▶ Task requirements
Rewrite every line of the records from their start through the line containing "<point>524,674</point>", inclusive, including the requests, and multiply each point coordinate in the answers by 2.55, rounding to whole numbers with halves rounded up. Leave the coordinates in the requests and their format samples unchanged.

▶ Given data
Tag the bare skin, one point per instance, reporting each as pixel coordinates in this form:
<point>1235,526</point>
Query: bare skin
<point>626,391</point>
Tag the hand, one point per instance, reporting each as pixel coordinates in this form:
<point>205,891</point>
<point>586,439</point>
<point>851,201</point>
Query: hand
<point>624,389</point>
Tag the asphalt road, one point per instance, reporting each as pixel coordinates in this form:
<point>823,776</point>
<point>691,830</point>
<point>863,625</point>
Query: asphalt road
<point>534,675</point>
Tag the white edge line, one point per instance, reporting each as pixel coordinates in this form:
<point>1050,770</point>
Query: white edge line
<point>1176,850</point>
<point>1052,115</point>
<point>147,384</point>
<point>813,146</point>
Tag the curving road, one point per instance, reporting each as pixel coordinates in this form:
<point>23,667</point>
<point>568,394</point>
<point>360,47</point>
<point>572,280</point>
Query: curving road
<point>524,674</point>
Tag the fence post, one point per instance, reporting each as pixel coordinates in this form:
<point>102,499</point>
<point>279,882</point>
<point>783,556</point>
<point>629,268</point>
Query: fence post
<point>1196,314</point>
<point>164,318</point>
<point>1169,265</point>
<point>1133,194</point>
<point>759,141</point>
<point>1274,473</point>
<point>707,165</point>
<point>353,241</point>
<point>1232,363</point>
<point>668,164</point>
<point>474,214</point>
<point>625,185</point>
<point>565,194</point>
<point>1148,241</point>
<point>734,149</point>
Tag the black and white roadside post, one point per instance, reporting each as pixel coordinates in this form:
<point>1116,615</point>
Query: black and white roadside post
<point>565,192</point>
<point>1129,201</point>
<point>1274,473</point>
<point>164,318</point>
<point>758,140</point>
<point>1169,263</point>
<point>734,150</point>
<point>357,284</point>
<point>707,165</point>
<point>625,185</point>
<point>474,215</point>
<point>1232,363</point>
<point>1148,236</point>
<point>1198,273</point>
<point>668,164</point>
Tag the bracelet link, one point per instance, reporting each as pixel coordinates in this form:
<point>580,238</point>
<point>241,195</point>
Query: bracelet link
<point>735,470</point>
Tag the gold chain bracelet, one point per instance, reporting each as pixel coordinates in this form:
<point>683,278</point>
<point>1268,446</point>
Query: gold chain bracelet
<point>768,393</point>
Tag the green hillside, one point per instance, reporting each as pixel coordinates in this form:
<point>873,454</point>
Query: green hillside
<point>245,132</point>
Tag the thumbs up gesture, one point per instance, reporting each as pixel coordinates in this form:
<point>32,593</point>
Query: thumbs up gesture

▶ Complete output
Tag the bare skin, one point per instance, reporting each as pixel coordinates in this form:
<point>1235,526</point>
Query: bare skin
<point>1596,997</point>
Tag the hand, one point per instance, reporting each as pixel coordinates in this form:
<point>205,891</point>
<point>586,439</point>
<point>851,201</point>
Query: hand
<point>1591,992</point>
Tag the asphalt road, one point per instance, reporting each as pixel coordinates in this form:
<point>823,776</point>
<point>691,830</point>
<point>863,625</point>
Query: asphalt road
<point>1362,1721</point>
Tag the white edge line, one point per instance, reporting each as pixel coordinates in this form:
<point>1050,770</point>
Query: white edge line
<point>2999,2168</point>
<point>2683,293</point>
<point>375,979</point>
<point>2073,372</point>
Tag the curving road, one point per instance, reporting each as pixel coordinates in this form:
<point>23,667</point>
<point>568,394</point>
<point>360,47</point>
<point>572,280</point>
Query: curving road
<point>1336,1719</point>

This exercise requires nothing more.